===== Available data

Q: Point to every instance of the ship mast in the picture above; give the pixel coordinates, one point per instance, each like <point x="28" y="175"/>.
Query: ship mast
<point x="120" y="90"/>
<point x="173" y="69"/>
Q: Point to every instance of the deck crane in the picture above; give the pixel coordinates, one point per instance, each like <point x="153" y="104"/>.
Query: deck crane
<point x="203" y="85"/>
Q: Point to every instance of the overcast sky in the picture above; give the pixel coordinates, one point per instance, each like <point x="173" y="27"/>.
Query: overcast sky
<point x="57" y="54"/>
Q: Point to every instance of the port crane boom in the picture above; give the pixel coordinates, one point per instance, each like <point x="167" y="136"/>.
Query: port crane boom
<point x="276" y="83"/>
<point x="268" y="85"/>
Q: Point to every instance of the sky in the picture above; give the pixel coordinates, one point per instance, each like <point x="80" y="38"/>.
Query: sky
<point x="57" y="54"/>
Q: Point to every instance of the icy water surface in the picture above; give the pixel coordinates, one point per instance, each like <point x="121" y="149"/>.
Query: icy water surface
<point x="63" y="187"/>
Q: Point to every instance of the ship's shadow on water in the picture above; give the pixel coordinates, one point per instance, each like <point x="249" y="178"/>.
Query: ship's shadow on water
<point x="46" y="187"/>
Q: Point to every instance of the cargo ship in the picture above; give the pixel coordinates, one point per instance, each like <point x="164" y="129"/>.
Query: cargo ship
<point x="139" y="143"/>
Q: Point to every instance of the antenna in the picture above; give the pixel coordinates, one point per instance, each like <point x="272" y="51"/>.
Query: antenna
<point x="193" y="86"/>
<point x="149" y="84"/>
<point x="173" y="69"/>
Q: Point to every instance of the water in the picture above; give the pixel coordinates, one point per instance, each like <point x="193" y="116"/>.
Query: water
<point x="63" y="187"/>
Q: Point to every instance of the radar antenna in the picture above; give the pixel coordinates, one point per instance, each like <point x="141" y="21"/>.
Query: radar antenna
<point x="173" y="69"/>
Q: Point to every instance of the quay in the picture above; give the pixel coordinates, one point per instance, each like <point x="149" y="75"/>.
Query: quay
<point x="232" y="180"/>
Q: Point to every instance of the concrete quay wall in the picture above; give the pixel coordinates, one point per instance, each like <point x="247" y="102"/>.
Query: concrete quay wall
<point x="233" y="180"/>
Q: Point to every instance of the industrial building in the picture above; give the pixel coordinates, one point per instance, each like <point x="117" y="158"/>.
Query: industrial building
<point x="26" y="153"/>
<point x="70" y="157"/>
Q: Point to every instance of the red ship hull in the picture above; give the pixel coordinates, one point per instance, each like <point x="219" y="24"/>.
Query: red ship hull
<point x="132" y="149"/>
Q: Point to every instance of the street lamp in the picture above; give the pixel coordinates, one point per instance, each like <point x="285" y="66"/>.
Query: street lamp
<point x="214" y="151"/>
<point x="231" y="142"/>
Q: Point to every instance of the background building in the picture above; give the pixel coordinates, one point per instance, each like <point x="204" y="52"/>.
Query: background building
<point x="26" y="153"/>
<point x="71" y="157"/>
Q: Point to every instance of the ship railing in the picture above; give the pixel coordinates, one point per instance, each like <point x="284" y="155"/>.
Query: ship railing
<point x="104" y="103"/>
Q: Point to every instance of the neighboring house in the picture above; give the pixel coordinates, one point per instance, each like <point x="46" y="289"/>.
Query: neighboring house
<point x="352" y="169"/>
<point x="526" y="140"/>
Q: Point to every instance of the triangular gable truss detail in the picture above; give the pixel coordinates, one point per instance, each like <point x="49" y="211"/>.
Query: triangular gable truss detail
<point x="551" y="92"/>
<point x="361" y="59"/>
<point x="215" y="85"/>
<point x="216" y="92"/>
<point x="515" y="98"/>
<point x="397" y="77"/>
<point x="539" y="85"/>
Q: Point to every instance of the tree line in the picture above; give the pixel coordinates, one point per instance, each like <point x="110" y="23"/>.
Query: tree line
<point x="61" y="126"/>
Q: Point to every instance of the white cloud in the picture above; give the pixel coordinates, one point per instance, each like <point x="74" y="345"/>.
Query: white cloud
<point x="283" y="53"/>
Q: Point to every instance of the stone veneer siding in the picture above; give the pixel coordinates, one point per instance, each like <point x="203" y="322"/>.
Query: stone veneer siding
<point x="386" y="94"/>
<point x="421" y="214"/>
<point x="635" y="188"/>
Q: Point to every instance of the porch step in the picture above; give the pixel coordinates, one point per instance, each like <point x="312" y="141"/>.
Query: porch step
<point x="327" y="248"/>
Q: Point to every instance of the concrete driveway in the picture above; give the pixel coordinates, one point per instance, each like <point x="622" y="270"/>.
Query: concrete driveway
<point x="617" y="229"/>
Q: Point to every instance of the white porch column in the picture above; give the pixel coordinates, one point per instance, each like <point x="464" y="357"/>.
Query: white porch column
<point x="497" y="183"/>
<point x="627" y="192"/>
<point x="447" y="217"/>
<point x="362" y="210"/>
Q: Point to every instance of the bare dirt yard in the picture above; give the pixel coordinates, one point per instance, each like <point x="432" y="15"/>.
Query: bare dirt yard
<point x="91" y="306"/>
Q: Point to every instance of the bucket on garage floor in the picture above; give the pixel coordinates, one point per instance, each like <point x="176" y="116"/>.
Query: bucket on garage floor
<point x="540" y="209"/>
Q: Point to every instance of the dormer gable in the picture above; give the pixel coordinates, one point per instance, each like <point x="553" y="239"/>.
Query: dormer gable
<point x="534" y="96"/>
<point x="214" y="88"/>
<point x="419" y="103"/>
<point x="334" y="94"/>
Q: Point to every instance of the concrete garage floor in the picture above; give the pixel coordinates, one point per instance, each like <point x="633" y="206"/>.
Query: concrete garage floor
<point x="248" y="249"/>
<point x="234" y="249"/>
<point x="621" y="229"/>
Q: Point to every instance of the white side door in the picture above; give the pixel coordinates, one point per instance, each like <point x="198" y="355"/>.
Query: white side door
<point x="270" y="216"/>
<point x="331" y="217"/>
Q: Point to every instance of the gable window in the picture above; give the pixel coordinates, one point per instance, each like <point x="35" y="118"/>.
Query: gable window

==========

— Aim of the task —
Return exactly the lines from the one containing "Q: Point to every instance of the dormer" through the last line of the records above, both included, and nothing else.

— Solution to this exercise —
Q: Point to every instance of the dormer gable in the picture above; give the pixel coordinates, one point per instance, each like <point x="553" y="239"/>.
Query: dormer gable
<point x="534" y="96"/>
<point x="214" y="88"/>
<point x="419" y="103"/>
<point x="334" y="94"/>
Q: Point to every instance of the concrete garage floor in the picture above; give the pixel coordinates, one point per instance, each like <point x="633" y="206"/>.
Query: concrete garage floor
<point x="248" y="249"/>
<point x="234" y="249"/>
<point x="621" y="229"/>
Q: Point to every instance of the white side door in the picture above; give the pixel coordinates, one point per instance, each like <point x="198" y="355"/>.
Query: white side door
<point x="270" y="216"/>
<point x="331" y="217"/>
Q: Point to every instance of the gable window in the picture above; give the pixel coordinates, one point per instance, each like <point x="35" y="118"/>.
Query: gable window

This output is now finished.